AIM OF THE TASK »
Reproduce every one of the entries below word for word, keeping each line unchanged and in the same order.

TASK DATA »
+ + + +

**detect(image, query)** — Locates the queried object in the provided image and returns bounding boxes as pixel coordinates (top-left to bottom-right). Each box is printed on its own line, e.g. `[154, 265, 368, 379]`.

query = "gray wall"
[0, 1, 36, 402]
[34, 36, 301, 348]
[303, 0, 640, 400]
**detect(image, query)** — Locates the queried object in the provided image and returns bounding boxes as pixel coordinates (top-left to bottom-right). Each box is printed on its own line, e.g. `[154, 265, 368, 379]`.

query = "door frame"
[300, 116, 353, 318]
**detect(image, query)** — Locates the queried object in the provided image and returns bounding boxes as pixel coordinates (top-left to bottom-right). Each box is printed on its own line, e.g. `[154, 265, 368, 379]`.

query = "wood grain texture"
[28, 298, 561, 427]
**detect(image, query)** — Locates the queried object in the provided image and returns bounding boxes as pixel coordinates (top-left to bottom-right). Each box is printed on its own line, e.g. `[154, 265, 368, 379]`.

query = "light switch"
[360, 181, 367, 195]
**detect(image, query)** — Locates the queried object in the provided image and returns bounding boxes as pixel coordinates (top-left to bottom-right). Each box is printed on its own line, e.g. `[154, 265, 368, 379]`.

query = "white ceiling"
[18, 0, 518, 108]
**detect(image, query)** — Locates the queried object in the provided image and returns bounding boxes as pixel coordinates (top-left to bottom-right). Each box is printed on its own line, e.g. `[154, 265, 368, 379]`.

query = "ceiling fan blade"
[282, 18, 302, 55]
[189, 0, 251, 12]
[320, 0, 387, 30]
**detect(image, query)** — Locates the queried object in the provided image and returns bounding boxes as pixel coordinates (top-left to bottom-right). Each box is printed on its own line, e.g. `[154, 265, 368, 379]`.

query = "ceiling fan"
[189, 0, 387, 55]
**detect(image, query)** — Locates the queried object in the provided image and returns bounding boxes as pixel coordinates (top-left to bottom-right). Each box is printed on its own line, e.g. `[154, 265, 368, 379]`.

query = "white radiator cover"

+ + + +

FULL ANSWER »
**detect(image, query)** — Locates the queried object in the provided image and returns bounding boxes as pixel coordinates (top-left to bottom-right). Each box is printed on its own line, e.g. `[154, 265, 368, 379]`.

query = "gray wall"
[0, 1, 36, 402]
[34, 36, 301, 348]
[303, 0, 640, 400]
**detect(image, query)** — Locates the queried object in the provided image and returns bounding boxes as pixel coordinates (top-left to bottom-right). Each box is printed on its own line, e.g. `[154, 265, 368, 379]`.

query = "door frame"
[300, 116, 353, 318]
**detect(image, query)** — Locates the queried object in the provided image and returns bounding boxes as pixel coordinates (top-left to bottom-right). Each box is printed on its own line, e.g. `[154, 265, 368, 379]`.

query = "wood grain texture"
[28, 298, 561, 427]
**detect(image, query)** — Locates the queried object in the provided image and returns bounding boxes as pixel coordinates (top-left to bottom-right). Each box is printed on its own line, e.g. `[154, 265, 368, 379]`.

query = "light switch"
[360, 181, 367, 195]
**detect(image, query)** — Locates the queried object in the provided image and returns bounding boxes as pixel coordinates (top-left to bottom-right). Each box is printed on its own line, e.g. `[154, 265, 368, 379]`.

query = "white ceiling"
[18, 0, 518, 108]
**detect(image, query)** — Locates the queried object in the provided image and returns bounding boxes as pixel coordinates (top-left to bottom-right). Each box is printed on its own line, e.g. `[154, 265, 368, 379]`.

query = "ceiling fan blade"
[282, 18, 302, 55]
[189, 0, 251, 12]
[320, 0, 387, 30]
**detect(image, query)** — Locates the queried object in the provided image and returns bounding boxes as pixel coordinates (top-left to bottom-right). Each box is printed on its own line, e.g. `[154, 265, 368, 379]`.

query = "ceiling fan"
[189, 0, 387, 55]
**detect(image, query)** — Locates the queried object in the provided image and returns bounding boxes as pixel coordinates (top-left to bottom-right). Each box is printed on its own line, e.g. `[154, 265, 368, 379]`.

query = "white radiator cover"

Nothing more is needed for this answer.